Work to complete:
Only lines containing the word "rough" belong in the answer; copy each one from the records.

[[ Listed entries open ]]

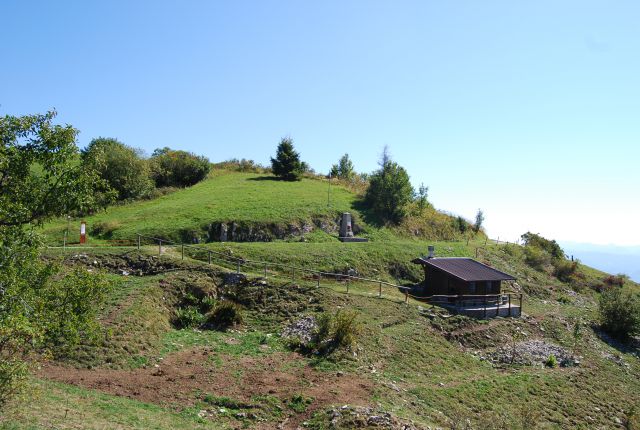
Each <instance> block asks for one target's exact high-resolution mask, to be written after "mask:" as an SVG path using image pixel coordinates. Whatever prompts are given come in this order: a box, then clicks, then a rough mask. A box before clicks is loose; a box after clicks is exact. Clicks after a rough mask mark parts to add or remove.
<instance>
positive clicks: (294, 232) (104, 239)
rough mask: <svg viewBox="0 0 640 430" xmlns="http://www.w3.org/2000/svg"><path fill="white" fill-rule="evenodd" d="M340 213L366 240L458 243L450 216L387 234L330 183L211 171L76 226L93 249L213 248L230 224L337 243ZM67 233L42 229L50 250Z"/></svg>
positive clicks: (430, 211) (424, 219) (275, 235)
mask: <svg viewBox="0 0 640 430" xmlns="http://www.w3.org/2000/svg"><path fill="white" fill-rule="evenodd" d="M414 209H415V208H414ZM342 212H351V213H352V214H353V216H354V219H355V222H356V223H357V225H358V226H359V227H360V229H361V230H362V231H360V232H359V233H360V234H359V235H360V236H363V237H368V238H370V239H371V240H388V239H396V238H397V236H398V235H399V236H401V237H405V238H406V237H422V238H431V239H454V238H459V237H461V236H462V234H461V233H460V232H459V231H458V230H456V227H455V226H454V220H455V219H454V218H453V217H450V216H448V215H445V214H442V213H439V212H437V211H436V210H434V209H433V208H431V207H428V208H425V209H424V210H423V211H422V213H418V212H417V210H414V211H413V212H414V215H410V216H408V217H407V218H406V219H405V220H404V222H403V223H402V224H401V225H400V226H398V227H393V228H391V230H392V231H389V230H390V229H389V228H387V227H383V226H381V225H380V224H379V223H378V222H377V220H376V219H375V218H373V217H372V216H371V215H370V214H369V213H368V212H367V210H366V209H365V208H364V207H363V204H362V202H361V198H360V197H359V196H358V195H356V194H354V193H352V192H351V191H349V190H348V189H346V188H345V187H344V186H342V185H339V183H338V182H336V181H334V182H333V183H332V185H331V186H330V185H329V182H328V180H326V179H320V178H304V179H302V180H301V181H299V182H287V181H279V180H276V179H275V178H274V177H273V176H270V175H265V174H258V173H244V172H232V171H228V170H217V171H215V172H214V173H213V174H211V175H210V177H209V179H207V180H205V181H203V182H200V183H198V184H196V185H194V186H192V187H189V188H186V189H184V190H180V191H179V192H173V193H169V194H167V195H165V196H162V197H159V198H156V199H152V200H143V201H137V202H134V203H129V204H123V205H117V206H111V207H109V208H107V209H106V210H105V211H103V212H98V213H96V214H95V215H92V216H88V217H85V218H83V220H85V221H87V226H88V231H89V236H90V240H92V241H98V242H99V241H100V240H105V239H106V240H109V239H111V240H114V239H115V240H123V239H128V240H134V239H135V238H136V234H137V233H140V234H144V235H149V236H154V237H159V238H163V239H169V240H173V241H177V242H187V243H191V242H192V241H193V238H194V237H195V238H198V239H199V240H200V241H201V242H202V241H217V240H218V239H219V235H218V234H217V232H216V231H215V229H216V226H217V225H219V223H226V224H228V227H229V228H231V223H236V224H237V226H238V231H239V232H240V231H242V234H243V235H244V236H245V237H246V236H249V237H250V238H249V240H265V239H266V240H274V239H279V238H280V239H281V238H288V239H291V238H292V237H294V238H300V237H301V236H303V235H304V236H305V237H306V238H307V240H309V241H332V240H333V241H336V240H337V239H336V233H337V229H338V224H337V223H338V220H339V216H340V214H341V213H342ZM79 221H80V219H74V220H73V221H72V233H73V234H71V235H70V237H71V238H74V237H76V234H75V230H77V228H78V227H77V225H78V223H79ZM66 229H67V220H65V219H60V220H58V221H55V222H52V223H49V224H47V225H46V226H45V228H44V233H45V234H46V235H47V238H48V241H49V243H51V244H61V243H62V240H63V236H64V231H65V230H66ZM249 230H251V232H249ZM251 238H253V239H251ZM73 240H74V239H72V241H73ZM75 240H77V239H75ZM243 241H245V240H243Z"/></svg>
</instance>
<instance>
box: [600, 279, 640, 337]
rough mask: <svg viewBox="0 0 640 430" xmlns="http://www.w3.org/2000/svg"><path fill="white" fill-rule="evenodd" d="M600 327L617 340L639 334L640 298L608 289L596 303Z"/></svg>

[[ Listed entries closed ]]

Output:
Each <instance> block asks for one target's exact high-resolution mask, to be written after "mask:" as an SVG path using image pixel coordinates. Whatever prompts are given come in this order: a box, then clicks, then a rough mask. A box before clicks is loose; a box after clicks is exact. Clicks after a rough mask mark parts to add or remove.
rough mask: <svg viewBox="0 0 640 430" xmlns="http://www.w3.org/2000/svg"><path fill="white" fill-rule="evenodd" d="M340 213L366 240L458 243L450 216L387 234L330 183L211 171L76 226L93 249L213 248L230 224L337 243ZM67 233L42 229L50 250Z"/></svg>
rough mask: <svg viewBox="0 0 640 430" xmlns="http://www.w3.org/2000/svg"><path fill="white" fill-rule="evenodd" d="M600 327L617 340L639 334L640 298L608 289L596 303Z"/></svg>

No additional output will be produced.